= Task brief =
Copy out the entries below in full and exactly.

= Record extracts =

··········

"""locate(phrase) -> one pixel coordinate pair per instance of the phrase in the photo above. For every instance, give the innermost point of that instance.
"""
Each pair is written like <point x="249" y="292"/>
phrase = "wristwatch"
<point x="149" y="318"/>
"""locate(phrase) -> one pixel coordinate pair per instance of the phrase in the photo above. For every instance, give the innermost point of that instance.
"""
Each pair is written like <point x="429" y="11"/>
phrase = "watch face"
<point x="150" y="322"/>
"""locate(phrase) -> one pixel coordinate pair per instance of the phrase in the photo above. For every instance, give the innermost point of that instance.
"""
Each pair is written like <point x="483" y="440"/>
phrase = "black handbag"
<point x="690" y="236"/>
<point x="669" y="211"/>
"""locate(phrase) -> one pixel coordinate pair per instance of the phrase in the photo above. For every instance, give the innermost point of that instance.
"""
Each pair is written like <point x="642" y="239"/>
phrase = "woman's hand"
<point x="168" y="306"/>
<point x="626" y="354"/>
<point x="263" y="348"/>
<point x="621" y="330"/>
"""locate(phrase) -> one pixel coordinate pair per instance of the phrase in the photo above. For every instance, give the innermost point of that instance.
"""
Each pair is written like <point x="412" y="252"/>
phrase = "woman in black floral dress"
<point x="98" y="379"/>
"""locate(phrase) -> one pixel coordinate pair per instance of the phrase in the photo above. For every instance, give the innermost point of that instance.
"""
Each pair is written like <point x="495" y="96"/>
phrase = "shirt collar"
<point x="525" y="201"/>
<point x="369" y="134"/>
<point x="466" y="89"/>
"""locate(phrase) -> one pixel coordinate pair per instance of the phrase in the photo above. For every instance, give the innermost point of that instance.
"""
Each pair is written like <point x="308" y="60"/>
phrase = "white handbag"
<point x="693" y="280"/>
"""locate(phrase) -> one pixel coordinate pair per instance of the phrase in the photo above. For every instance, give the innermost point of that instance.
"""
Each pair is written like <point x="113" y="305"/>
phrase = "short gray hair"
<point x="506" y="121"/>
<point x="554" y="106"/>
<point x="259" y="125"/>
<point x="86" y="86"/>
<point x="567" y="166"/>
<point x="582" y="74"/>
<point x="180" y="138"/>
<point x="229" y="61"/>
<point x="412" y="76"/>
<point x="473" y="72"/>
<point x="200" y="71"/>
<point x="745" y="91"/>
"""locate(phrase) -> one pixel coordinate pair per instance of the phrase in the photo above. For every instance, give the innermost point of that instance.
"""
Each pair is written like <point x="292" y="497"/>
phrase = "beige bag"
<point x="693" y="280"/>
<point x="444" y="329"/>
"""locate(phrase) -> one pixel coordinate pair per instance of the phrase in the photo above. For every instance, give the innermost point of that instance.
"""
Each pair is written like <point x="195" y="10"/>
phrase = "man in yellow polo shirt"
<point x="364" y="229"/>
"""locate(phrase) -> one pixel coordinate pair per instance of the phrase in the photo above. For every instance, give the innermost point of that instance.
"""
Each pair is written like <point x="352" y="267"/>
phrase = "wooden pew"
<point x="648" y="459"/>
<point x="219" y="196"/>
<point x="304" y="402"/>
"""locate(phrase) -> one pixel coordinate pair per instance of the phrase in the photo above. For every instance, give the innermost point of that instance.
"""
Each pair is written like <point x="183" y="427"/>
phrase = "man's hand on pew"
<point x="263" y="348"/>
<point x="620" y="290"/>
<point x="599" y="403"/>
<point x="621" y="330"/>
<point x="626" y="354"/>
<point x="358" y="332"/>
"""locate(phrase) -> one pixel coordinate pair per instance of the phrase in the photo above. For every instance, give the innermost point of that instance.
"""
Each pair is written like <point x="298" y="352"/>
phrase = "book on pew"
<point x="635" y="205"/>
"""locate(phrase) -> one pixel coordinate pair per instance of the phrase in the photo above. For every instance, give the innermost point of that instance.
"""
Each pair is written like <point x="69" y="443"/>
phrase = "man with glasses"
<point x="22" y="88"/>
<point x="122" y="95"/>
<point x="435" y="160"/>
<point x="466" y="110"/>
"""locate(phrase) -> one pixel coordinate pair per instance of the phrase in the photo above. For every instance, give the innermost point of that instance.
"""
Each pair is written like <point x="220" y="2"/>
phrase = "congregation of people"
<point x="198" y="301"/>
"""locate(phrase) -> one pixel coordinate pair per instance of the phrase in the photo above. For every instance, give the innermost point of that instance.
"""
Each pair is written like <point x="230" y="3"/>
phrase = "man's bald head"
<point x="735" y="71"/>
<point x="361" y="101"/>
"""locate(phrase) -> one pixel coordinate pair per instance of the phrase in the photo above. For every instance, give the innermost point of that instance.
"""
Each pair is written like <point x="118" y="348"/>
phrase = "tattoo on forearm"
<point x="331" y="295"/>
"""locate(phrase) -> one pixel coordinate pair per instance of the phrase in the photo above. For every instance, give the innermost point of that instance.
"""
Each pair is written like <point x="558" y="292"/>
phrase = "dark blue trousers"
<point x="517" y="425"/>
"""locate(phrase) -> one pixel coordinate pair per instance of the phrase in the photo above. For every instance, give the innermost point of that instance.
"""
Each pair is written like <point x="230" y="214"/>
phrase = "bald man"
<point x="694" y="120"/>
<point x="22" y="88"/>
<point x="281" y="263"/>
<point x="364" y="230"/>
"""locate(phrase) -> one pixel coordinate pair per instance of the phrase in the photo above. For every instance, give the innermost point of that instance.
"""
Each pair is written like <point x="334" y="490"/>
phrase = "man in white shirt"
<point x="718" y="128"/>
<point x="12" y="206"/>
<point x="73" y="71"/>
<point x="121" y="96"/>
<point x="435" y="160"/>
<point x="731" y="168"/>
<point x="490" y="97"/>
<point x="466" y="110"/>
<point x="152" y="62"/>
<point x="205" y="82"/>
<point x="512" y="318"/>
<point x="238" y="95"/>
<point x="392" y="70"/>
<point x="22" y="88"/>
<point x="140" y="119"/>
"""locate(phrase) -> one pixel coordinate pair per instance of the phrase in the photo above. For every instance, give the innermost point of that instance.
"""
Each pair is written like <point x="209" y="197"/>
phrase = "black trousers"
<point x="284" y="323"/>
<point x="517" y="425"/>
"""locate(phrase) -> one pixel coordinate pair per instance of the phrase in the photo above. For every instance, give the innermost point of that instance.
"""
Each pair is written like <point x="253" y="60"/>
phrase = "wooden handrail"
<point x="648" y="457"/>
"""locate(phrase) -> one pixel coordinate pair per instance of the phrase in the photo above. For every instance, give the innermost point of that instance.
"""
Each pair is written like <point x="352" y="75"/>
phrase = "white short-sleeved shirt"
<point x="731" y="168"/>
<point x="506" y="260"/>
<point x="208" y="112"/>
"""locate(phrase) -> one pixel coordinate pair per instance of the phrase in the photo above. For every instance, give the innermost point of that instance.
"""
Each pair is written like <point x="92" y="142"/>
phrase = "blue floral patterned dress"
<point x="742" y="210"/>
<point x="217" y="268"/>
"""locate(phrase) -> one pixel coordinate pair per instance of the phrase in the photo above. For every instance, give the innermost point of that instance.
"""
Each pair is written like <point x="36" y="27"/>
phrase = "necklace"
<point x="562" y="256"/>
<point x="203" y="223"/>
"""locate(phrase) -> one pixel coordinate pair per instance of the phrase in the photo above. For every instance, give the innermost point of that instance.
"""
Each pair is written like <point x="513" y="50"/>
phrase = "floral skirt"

··········

= Exercise answer =
"""locate(phrase) -> one pixel coordinate pair per instance of the phrase in the photo above. For every instance, give the innermost point of that instance.
"""
Each pair is written like <point x="249" y="292"/>
phrase = "wristwatch"
<point x="149" y="318"/>
"""locate(phrase) -> one pixel coordinate pair per instance of the phrase in the photo above. For every instance, give the innermost point of that instance.
"""
Each pair is written like <point x="429" y="11"/>
phrase = "watch face"
<point x="150" y="322"/>
"""locate(phrase) -> one pixel coordinate pair per instance of the phrase in the photo above. For every instance, give the innermost point of that instance.
"""
Each pair is written like <point x="483" y="440"/>
phrase = "black handbag"
<point x="690" y="236"/>
<point x="669" y="211"/>
"""locate(phrase) -> one pixel coordinate pair per instance of the phrase in the photo above. For every instance, give the innermost point of that instance.
"""
Each pair is written like <point x="642" y="239"/>
phrase = "woman's hand"
<point x="168" y="306"/>
<point x="626" y="354"/>
<point x="263" y="348"/>
<point x="621" y="330"/>
"""locate(phrase) -> one pixel coordinate pair per instance of the phrase in the photo above. For every instance, give the innermost point of that instance.
"""
Each pair is written like <point x="412" y="252"/>
phrase = "woman in black floral dress"
<point x="98" y="379"/>
"""locate(phrase) -> one pixel coordinate pair per instance of the phrase in the photo above. For every instance, give the innermost point of that instance.
"""
Each pair is written like <point x="495" y="96"/>
phrase = "shirt collar"
<point x="525" y="201"/>
<point x="369" y="134"/>
<point x="466" y="89"/>
"""locate(phrase) -> one pixel coordinate pair per instance of the phrase in the photo above. For every instance, give the innermost point of that instance.
"""
Each pair is written like <point x="308" y="60"/>
phrase = "white handbag"
<point x="693" y="280"/>
"""locate(phrase) -> one pixel coordinate pair per instance of the phrase in the photo above. For every instance, give the innermost point of that instance.
"""
Each pair is written like <point x="113" y="305"/>
phrase = "short gray hair"
<point x="506" y="121"/>
<point x="554" y="106"/>
<point x="259" y="125"/>
<point x="86" y="86"/>
<point x="567" y="166"/>
<point x="582" y="74"/>
<point x="180" y="138"/>
<point x="229" y="61"/>
<point x="412" y="76"/>
<point x="473" y="72"/>
<point x="200" y="71"/>
<point x="745" y="91"/>
"""locate(phrase) -> one pixel coordinate pair per instance of the phrase in the photo above. For every instance, give the innermost point of that instance.
"""
Each pair is written like <point x="292" y="497"/>
phrase = "beige bag"
<point x="693" y="280"/>
<point x="444" y="329"/>
"""locate(phrase) -> one pixel coordinate pair per instance of the phrase in the photo above. For every instance, give the innermost point of that instance.
"""
Each pair is written like <point x="195" y="10"/>
phrase = "man in yellow polo shirt"
<point x="364" y="229"/>
"""locate(phrase) -> one pixel coordinate pair per instance of the phrase in the photo above. For every instance, give the innermost point of that instance.
"""
Each pair is written like <point x="352" y="267"/>
phrase = "wooden pew"
<point x="648" y="459"/>
<point x="219" y="196"/>
<point x="304" y="402"/>
"""locate(phrase) -> one pixel coordinate pair per instance of the phrase in the photo above. For every instance, give the innermost point of that instance.
"""
Each pair is written like <point x="183" y="427"/>
phrase = "man's hand on pew"
<point x="263" y="348"/>
<point x="620" y="290"/>
<point x="599" y="403"/>
<point x="621" y="330"/>
<point x="626" y="354"/>
<point x="358" y="332"/>
"""locate(phrase) -> one pixel coordinate pair per instance of the phrase in the photo above. For every instance, give the innermost point of that instance.
"""
Each pair is written like <point x="298" y="352"/>
phrase = "book on pew"
<point x="635" y="205"/>
"""locate(phrase) -> one pixel coordinate pair per instance of the phrase in the photo above. For every instance, give the innermost point of that instance.
"""
Each pair is written like <point x="69" y="443"/>
phrase = "man with glasses"
<point x="22" y="88"/>
<point x="122" y="95"/>
<point x="435" y="160"/>
<point x="466" y="110"/>
"""locate(phrase) -> one pixel coordinate pair per instance of the phrase in the photo above. For every instance, give the innermost point of that instance.
"""
Each pair is written like <point x="220" y="2"/>
phrase = "congregation of people"
<point x="198" y="301"/>
"""locate(phrase) -> one pixel coordinate pair per instance of the phrase in the photo above. For every instance, give the innermost point of that instance.
"""
Each pair is written like <point x="230" y="3"/>
phrase = "man's bald head"
<point x="735" y="71"/>
<point x="361" y="101"/>
"""locate(phrase) -> one pixel coordinate pair per instance of the phrase in the photo above. For every instance, give the innermost point of that instance.
"""
Each pair is written like <point x="118" y="348"/>
phrase = "tattoo on forearm"
<point x="331" y="295"/>
"""locate(phrase) -> one pixel coordinate pair per instance of the phrase in the photo above. For every instance, give the innermost point of that instance.
"""
Each pair is written like <point x="558" y="292"/>
phrase = "dark blue trousers"
<point x="517" y="425"/>
"""locate(phrase) -> one pixel coordinate pair per instance of the phrase in the photo above. For every instance, give the innermost point of that instance.
"""
Each pair is written like <point x="230" y="214"/>
phrase = "bald man"
<point x="694" y="120"/>
<point x="22" y="88"/>
<point x="281" y="263"/>
<point x="364" y="230"/>
"""locate(phrase) -> one pixel coordinate pair per instance of the phrase in the photo above. For every instance, give the innermost point of that instance.
"""
Each pair is written like <point x="334" y="490"/>
phrase = "man in white shirt"
<point x="718" y="128"/>
<point x="12" y="206"/>
<point x="73" y="71"/>
<point x="121" y="96"/>
<point x="435" y="160"/>
<point x="731" y="168"/>
<point x="490" y="97"/>
<point x="466" y="110"/>
<point x="152" y="62"/>
<point x="205" y="82"/>
<point x="512" y="318"/>
<point x="238" y="95"/>
<point x="392" y="70"/>
<point x="22" y="88"/>
<point x="140" y="119"/>
"""locate(phrase) -> one pixel coordinate pair per instance of the phrase in the photo above. For every instance, give the innermost point of that instance.
"""
Each pair is written like <point x="209" y="197"/>
phrase = "black trousers"
<point x="284" y="323"/>
<point x="517" y="425"/>
"""locate(phrase) -> one pixel coordinate pair per instance of the phrase in the photo above. For every instance, give the innermost point of that instance.
"""
Each pair is written like <point x="253" y="60"/>
phrase = "wooden handrail"
<point x="648" y="457"/>
"""locate(phrase) -> one pixel coordinate pair per instance of the phrase in the photo above. For every instance, give the innermost point of that instance.
"""
Each pair is written like <point x="352" y="75"/>
phrase = "white short-sleeved shirt"
<point x="731" y="168"/>
<point x="506" y="260"/>
<point x="208" y="112"/>
"""locate(phrase) -> one pixel coordinate pair per instance of the phrase in the photo above. For every instance, give the innermost point of that instance.
"""
Each pair is written like <point x="92" y="142"/>
phrase = "blue floral patterned dress"
<point x="742" y="210"/>
<point x="217" y="268"/>
"""locate(phrase) -> one pixel coordinate pair per instance of the phrase in the photo above. For every instance, give the innermost point of that instance.
"""
Each pair is written like <point x="36" y="27"/>
phrase = "necklace"
<point x="562" y="256"/>
<point x="203" y="223"/>
"""locate(phrase) -> one pixel coordinate pair per instance of the phrase in the photo above. For every instance, give the innermost point of that instance.
"""
Each pair is written like <point x="513" y="50"/>
phrase = "floral skirt"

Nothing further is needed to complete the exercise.